The task: From the listing below, pull out the lines starting with the line containing "the pied kingfisher" and going on through the end of the listing, and repeat them unchanged.

Supplied information:
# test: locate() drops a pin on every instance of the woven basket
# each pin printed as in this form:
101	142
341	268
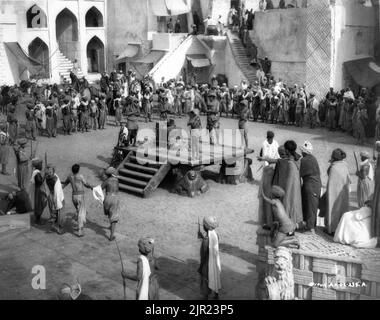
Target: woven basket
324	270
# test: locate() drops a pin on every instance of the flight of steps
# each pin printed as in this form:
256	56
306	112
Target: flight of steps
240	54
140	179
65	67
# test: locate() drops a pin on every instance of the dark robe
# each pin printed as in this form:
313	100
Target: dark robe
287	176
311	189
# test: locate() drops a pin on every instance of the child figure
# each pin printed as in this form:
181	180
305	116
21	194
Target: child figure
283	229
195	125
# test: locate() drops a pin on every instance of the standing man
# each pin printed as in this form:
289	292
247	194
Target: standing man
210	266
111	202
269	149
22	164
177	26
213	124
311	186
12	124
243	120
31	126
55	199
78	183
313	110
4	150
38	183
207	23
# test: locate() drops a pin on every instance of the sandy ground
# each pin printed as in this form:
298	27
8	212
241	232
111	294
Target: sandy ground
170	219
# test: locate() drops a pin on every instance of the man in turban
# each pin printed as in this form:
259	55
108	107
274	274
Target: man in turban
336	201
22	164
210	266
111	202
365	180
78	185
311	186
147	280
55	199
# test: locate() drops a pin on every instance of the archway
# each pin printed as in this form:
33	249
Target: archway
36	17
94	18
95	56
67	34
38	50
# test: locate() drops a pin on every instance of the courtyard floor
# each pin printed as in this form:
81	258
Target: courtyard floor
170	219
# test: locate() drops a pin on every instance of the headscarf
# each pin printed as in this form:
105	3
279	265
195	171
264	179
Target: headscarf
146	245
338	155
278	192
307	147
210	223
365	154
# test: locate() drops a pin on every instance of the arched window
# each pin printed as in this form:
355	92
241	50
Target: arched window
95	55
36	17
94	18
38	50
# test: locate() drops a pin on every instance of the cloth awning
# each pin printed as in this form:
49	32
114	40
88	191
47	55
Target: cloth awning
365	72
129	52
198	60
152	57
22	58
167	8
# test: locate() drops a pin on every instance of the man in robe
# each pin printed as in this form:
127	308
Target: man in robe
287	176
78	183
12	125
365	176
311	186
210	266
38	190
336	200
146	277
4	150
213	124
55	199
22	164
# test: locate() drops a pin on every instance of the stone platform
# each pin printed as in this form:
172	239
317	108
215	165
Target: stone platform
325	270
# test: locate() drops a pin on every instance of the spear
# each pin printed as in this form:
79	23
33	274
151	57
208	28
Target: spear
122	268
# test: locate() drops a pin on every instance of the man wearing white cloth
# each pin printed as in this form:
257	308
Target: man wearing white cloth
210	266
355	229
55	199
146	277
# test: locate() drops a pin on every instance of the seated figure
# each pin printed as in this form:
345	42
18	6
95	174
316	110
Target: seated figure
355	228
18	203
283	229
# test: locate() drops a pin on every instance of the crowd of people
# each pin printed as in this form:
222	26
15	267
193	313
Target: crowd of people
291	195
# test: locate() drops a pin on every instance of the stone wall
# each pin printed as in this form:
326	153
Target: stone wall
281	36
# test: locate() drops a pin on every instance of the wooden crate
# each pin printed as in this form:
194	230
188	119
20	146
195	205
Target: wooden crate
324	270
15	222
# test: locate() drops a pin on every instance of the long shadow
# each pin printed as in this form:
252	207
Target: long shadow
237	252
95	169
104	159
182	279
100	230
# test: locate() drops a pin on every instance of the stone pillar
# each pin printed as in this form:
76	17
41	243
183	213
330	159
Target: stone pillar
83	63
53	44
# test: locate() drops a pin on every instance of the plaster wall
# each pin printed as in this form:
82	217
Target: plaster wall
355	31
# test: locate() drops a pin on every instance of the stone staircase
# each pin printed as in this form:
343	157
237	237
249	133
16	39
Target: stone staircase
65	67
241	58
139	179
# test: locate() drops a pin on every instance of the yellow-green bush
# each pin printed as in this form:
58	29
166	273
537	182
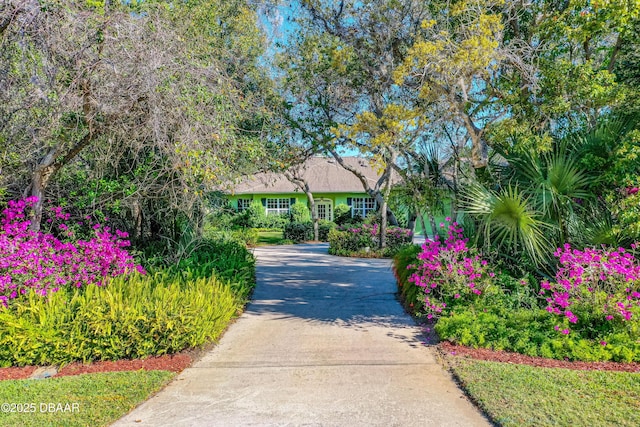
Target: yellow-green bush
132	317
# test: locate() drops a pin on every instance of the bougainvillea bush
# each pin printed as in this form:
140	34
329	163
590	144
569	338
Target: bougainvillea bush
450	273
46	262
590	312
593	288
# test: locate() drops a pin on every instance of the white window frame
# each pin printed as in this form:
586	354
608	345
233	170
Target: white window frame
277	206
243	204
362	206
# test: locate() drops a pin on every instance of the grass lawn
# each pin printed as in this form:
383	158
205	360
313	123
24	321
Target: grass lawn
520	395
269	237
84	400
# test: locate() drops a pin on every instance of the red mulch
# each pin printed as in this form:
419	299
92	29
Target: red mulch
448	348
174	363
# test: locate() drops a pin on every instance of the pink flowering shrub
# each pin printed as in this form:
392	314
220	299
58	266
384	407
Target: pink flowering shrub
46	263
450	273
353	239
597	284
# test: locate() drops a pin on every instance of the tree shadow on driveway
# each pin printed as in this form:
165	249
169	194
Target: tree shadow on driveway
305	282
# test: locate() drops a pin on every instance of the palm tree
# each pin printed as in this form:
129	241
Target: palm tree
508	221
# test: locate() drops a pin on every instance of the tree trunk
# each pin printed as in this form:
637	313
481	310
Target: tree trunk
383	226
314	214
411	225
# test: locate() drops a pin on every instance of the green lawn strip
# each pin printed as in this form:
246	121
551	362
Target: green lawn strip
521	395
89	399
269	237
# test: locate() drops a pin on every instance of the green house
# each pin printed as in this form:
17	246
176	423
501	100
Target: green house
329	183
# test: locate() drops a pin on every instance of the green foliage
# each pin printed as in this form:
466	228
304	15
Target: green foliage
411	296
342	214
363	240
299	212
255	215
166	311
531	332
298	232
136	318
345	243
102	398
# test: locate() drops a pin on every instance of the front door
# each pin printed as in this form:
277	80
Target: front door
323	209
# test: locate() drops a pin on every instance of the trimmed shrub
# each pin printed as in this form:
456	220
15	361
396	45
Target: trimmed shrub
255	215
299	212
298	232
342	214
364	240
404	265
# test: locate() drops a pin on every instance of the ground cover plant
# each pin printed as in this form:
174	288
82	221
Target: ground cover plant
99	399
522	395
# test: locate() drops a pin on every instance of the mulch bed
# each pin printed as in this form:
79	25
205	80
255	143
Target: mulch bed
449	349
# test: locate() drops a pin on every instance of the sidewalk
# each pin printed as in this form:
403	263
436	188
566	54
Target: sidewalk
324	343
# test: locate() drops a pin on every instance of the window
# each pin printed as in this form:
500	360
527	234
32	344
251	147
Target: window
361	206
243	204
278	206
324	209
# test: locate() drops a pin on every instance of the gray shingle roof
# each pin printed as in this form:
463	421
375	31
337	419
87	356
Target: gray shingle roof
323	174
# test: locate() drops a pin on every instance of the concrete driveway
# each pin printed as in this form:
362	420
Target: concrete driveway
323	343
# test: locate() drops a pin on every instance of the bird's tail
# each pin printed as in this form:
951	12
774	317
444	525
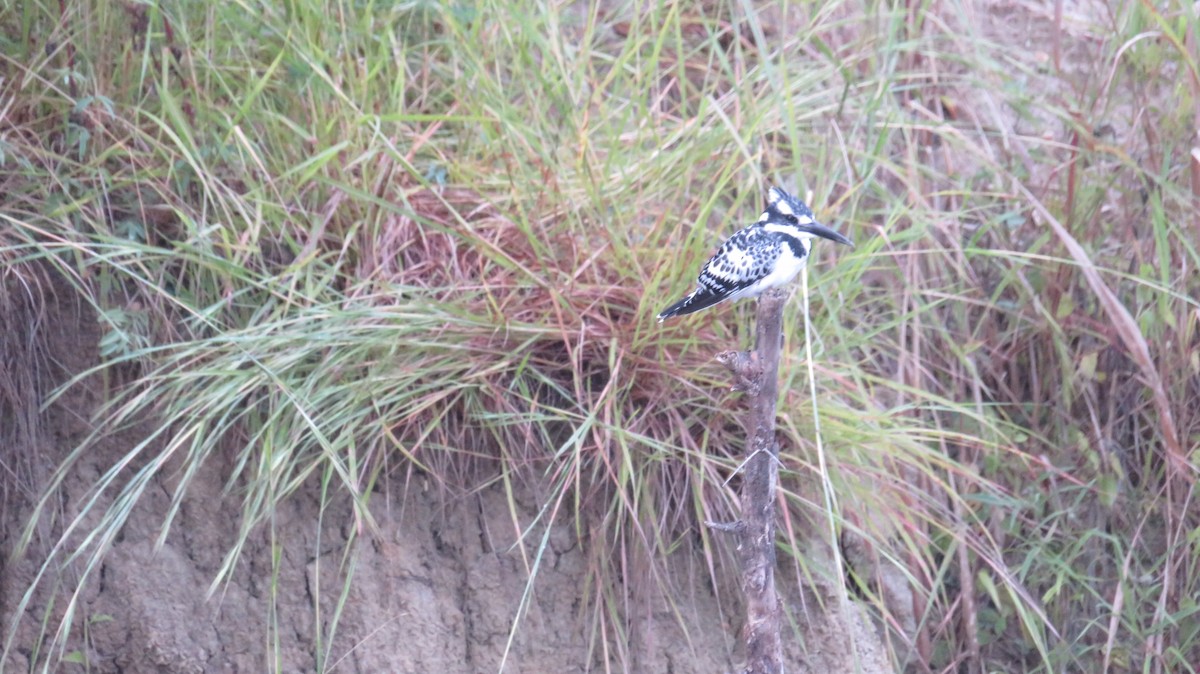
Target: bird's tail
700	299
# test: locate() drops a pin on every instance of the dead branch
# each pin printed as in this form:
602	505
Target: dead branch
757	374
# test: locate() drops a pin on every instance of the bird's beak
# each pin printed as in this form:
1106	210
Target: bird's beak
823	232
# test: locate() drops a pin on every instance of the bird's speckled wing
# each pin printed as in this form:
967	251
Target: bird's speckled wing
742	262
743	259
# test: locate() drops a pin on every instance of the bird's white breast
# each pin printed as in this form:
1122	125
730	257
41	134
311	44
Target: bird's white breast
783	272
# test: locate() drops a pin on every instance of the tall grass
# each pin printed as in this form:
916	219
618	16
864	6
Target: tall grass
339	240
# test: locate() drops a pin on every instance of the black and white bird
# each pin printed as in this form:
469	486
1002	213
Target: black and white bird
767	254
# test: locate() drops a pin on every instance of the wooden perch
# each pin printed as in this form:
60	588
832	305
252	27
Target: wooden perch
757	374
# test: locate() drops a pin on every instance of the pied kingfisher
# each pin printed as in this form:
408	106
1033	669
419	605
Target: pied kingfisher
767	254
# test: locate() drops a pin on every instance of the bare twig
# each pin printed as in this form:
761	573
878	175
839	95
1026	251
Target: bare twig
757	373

Complete answer:
# test: locate() drops a pin on every instance of the pied kingfisher
# each pin printed as in this form:
408	106
1033	669
419	605
Target: pied kingfisher
767	254
# test: locate() drops a pin on every instance of the bare twig
# each pin printed as in this form:
761	573
878	175
839	95
1026	251
Target: bare twig
757	373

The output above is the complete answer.